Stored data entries

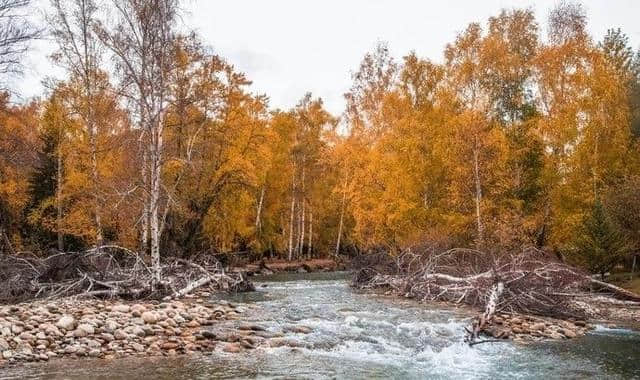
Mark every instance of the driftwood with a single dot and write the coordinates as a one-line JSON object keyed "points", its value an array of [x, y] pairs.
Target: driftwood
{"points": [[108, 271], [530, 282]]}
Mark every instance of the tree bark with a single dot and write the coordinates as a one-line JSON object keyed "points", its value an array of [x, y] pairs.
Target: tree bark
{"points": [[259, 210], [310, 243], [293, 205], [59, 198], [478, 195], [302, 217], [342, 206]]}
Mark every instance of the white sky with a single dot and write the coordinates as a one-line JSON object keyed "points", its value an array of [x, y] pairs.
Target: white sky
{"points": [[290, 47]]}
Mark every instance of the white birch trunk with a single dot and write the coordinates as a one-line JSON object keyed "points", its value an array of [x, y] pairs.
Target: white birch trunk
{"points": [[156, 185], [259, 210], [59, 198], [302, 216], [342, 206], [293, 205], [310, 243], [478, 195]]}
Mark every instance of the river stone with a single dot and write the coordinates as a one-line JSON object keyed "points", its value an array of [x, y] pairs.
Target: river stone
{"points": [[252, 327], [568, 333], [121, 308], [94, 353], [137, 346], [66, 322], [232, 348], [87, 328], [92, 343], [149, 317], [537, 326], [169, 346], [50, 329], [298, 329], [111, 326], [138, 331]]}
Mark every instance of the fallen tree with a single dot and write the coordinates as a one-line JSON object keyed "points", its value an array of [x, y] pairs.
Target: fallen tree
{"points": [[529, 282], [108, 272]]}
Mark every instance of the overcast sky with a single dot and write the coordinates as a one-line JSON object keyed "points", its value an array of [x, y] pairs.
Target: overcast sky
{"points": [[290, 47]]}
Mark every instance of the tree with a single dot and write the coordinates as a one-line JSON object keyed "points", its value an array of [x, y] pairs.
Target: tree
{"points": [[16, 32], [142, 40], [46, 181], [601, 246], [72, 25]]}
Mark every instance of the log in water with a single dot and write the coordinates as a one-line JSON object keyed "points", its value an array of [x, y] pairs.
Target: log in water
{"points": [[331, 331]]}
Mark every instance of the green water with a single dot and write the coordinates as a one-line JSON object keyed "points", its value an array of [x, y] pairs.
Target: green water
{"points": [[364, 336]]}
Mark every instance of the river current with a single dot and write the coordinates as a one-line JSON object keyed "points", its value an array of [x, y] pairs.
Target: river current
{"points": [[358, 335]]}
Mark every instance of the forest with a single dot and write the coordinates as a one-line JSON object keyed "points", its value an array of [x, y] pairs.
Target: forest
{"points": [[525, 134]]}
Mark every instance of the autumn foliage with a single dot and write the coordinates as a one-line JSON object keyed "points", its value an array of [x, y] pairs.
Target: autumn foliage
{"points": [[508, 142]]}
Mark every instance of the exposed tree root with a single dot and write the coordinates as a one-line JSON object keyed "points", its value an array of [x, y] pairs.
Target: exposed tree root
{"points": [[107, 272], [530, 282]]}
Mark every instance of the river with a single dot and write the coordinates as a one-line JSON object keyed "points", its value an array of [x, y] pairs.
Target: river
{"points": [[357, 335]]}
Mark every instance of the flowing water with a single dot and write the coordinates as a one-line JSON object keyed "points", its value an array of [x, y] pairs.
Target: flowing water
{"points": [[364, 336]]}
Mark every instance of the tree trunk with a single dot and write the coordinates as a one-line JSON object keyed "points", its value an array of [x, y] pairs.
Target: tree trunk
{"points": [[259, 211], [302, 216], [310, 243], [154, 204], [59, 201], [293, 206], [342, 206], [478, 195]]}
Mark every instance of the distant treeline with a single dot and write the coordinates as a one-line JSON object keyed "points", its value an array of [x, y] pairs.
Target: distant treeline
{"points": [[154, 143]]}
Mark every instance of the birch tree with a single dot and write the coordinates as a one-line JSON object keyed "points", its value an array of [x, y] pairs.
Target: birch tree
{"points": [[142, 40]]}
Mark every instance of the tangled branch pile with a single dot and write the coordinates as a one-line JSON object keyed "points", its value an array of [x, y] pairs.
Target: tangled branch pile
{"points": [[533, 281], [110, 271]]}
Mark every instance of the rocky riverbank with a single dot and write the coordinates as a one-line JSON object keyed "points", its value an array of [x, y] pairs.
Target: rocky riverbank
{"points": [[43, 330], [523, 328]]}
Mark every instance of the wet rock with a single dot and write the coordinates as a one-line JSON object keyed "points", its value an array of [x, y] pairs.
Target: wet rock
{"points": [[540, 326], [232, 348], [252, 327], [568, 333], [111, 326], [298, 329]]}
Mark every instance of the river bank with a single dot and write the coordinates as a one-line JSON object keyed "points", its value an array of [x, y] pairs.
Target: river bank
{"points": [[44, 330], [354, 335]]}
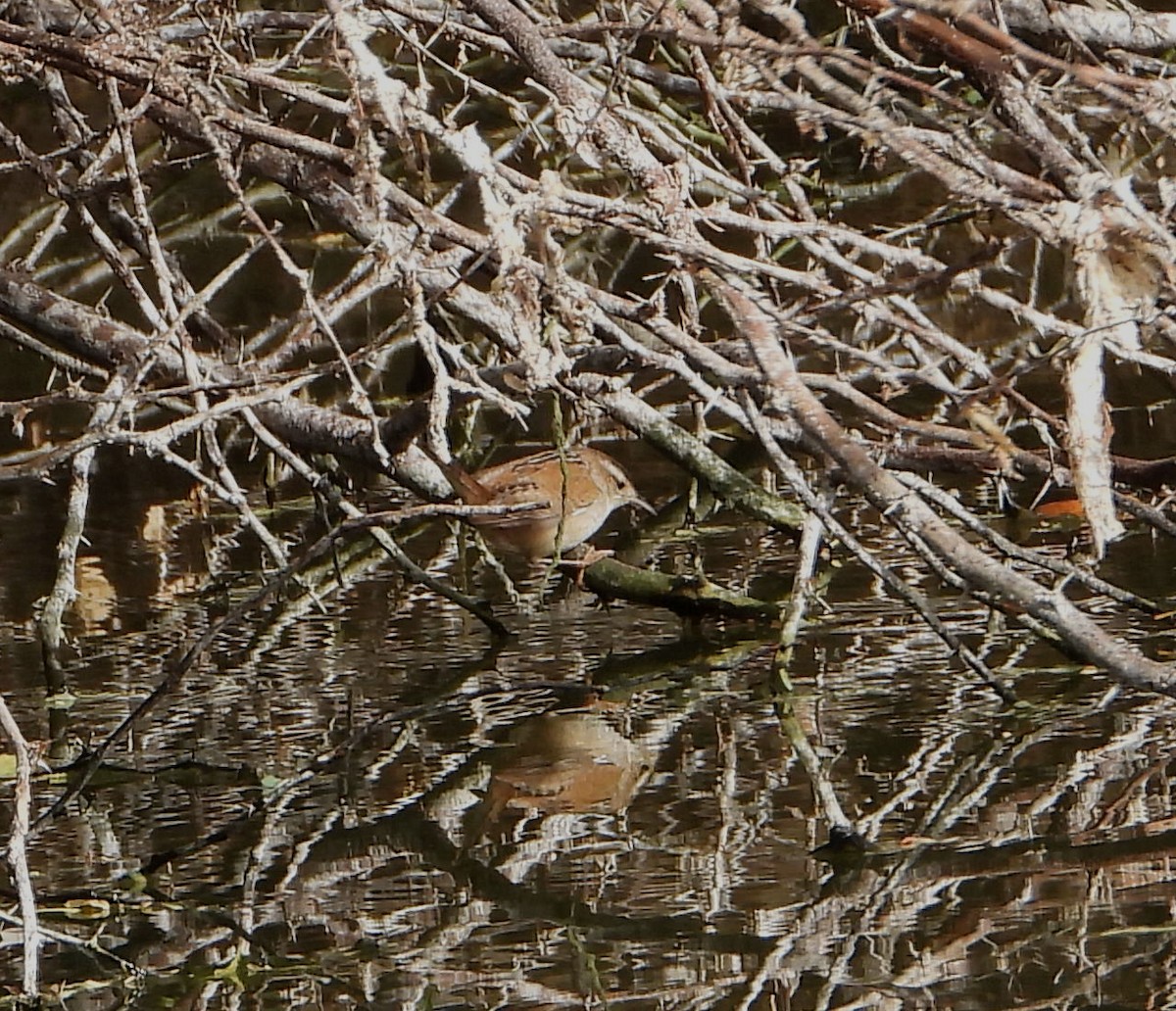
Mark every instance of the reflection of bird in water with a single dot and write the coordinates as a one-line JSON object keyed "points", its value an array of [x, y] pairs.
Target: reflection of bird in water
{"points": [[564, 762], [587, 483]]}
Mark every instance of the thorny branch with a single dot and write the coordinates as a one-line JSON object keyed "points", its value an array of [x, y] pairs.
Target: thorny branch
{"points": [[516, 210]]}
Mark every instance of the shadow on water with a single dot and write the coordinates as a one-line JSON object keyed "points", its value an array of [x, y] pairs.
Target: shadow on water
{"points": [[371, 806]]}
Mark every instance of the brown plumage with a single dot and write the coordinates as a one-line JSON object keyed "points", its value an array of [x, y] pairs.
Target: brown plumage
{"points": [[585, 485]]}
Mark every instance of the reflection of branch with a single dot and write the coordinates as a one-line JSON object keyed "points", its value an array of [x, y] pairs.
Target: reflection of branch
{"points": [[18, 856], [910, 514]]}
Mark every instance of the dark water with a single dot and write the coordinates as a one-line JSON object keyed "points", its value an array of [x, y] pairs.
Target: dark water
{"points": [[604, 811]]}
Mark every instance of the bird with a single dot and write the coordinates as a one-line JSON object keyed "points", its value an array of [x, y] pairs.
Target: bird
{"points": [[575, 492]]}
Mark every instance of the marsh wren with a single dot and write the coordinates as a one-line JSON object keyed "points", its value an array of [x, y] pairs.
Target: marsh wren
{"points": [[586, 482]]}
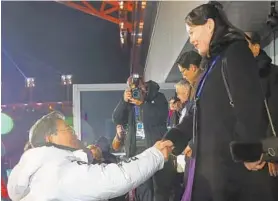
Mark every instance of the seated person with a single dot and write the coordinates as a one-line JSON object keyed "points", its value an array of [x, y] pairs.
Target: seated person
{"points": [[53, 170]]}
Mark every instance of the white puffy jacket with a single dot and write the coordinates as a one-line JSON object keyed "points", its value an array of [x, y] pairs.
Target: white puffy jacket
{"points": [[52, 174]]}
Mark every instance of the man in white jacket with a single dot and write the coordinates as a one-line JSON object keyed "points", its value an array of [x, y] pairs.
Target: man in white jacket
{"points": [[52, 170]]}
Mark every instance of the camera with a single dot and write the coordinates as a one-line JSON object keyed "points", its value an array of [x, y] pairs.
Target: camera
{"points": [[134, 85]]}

▶ **Request**
Copy all of the items above word for word, leaving out the pictures.

▶ **Expected output**
Mark every instance of the driftwood with a single dot and write the coordinates as a one-line JSON object keyed "points", its value an array of [x, y] pairs.
Target: driftwood
{"points": [[108, 271], [530, 282]]}
Mark every instance of the tree bark with a single dot and write the coordinates as a one-line JSON object keyed "points", its value an array of [x, y] pairs.
Target: tree bark
{"points": [[259, 210], [310, 243], [293, 205], [59, 198], [478, 195], [302, 217], [342, 206]]}
Mark every instance of the white sky with a single dot and write the coordinates as a one-line JSON object keyed "points", its value an array of [x, y] pairs.
Target: white sky
{"points": [[290, 47]]}
Mark every instance of the white birch trunk with a single dot and write the coordinates as a one-line JSON object keyed "points", its value an array of [x, y] pairs.
Target: white birch trunk
{"points": [[156, 185], [259, 210], [59, 198], [302, 216], [342, 206], [293, 205], [310, 243], [478, 195]]}
Mark every instance of the river stone with a single dot and write the coordinates as a one-line JSON object keyed "points", its value an array of [x, y] pairs.
Target: river stone
{"points": [[252, 327], [568, 333], [121, 308], [94, 353], [137, 346], [66, 322], [232, 348], [87, 328], [92, 343], [149, 317], [537, 326], [169, 346], [50, 329], [298, 329], [111, 326], [138, 331]]}
Mark every instance of the fallen tree with a single dot and write the coordinates as a one-line JSON object keyed "points", its value an array of [x, y] pairs.
Target: fallen tree
{"points": [[529, 282], [108, 272]]}
Mark every instance of the overcast sky with a single dot and write the coordinates as a one-line JSON object keyed "points", its value an array of [x, y] pairs.
Target: overcast sky
{"points": [[290, 47]]}
Mark every instance of the tree with a single dot and write the coordinates as a one-line JSON object keyed "points", its value an array of [x, y] pairs.
Target: tree
{"points": [[16, 32], [142, 40], [46, 181], [601, 246], [72, 25]]}
Mark every instance of the log in water with a single dot and write the coordinates as a one-line JSON object keyed "points", its value an array of [x, y] pairs.
Target: log in water
{"points": [[331, 331]]}
Mark every instance of the green water with a single dot and write the coordinates as a one-line JSON object keyed "points", its value an array of [x, y] pairs.
Target: green water
{"points": [[364, 336]]}
Mark every instance of the river current with a single dot and write the coordinates as a one-line JSON object keyed "points", its value an array of [x, y] pairs.
Target: river current
{"points": [[358, 335]]}
Mark every instance of the forest with a single dot and write the coordinates as a one-line JSON object keyed "points", its value an array of [x, y] pairs.
Target: forest
{"points": [[525, 134]]}
Mark every instance of the autumn foliage with a single dot and write the coordinates as a one-line JSON object keyed "points", its value an array of [x, y] pairs.
Target: autumn foliage
{"points": [[508, 142]]}
Mark every instance of the exposed tree root with a single dot and write the coordinates as a one-line JSON object keyed "points", its value an array of [x, y] pairs.
Target: exposed tree root
{"points": [[107, 272], [530, 282]]}
Mark every instance of the river with a single dot and write the coordinates as a one-line JSON object keyed "points", its value an array of [x, y] pairs.
Target: river
{"points": [[357, 335]]}
Mark every instance of the flowing water with a single dot and write the coordinates as a one-line JSON object keyed "points", its value an array of [x, y] pairs.
Target: flowing water
{"points": [[364, 336]]}
Mark every instance of the tree trunk with a single dot and write the coordinates as a one-line JSON object keyed "points", its value an array of [x, y] pairs.
Target: tree trunk
{"points": [[259, 211], [302, 216], [310, 243], [154, 204], [59, 201], [293, 206], [342, 206], [478, 195]]}
Mark every instance of the distant treeline with a single dot and write the coordinates as a one-line JSON object keyed "points", its value an array of [x, y] pairs.
Target: distant treeline
{"points": [[154, 143]]}
Mark every instance of the birch tree with a single dot and write the coordinates as a one-line JSON object keyed "points", its value an array of [x, y] pairs.
Target: birch tree
{"points": [[142, 40]]}
Mark every instance of the tangled branch pile with a single dot and write the coordinates as a one-line JSON object keyed "points", its value an array of [x, y] pairs.
Target: tangled branch pile
{"points": [[533, 281], [110, 271]]}
Mark every instance of the rocky riverbank with a single dot and write the coordinates as a one-line JSON object keyed "points", its value an array of [x, y] pairs.
Target: rocky riverbank
{"points": [[43, 330], [523, 328]]}
Mark every instance of the wet rock with a single dot and write the coordinates as a one-line JSON object keyed "points", its value an array of [x, y] pairs.
Target: wet rock
{"points": [[540, 326], [232, 348], [252, 327], [568, 333], [111, 326], [298, 329]]}
Mark every instance of the river bank with a single dot and write the coordinates as a one-line JSON object keyed "points", its value an array of [x, y] pairs.
Target: river bank
{"points": [[44, 330], [354, 335]]}
Mark every instance of the reflection of bird in water with a single dot and write the coordinates as a one-line JSON object keyed "points", its value an array of [x, y] pairs.
Target: reflection of bird in water
{"points": [[564, 762], [587, 483]]}
Mark every instance of the thorny branch with a single dot and write the coordinates as a one-line JSON object keyed "points", its value an array of [x, y] pairs.
Target: thorny branch
{"points": [[516, 210]]}
Mark every instance of the shadow on water with a single dot and write the coordinates as a one-line JSON object keyed "points", its value an array of [x, y] pairs.
Target: shadow on water
{"points": [[371, 806]]}
Mark every instance of the brown plumage with a single dot and write the coordinates as a one-line JSON object keyed "points", its value an array of [x, y] pairs.
Target: brown plumage
{"points": [[585, 485]]}
Mark every instance of the reflection of branch with a single dot and write the coordinates as a one-line JSON object keyed "points", its value an array of [x, y] pairs.
Target: reflection of branch
{"points": [[18, 856], [910, 514]]}
Mark every instance of the dark water with a single dot and write the coordinates as a one-line JSON object keyed "points", its value an array of [x, y] pairs.
Target: dark water
{"points": [[604, 811]]}
Mark every instance of the bird with a single dot and write the coordinates as a one-line JSON object keyed "points", its value an array of [x, y] pairs.
Target: bird
{"points": [[575, 492]]}
Mark every instance of the marsh wren with a single dot and write the coordinates as a one-line JSON object keyed "points", its value an array of [x, y] pairs.
Target: marsh wren
{"points": [[586, 482]]}
Mark every instance of the seated person with a single dot and write the coordinates as a one-line JSON object keyed "points", its value an array of [x, y] pairs.
Target: seated person
{"points": [[53, 170]]}
Mark every instance of the white puffy jacket with a single dot and write the coordinates as a one-line JSON object keyed "points", its value an array of [x, y] pairs.
Target: white puffy jacket
{"points": [[52, 174]]}
Mark every instance of the man in white jacket with a single dot and write the coordinates as a one-line JSON object keyed "points", its value an array of [x, y] pairs.
Target: man in white jacket
{"points": [[52, 170]]}
Mark every instance of the camera with a single dot and write the coordinates as a one-line JSON object keyed "points", its value an array of [x, y] pairs.
Target: camera
{"points": [[134, 85]]}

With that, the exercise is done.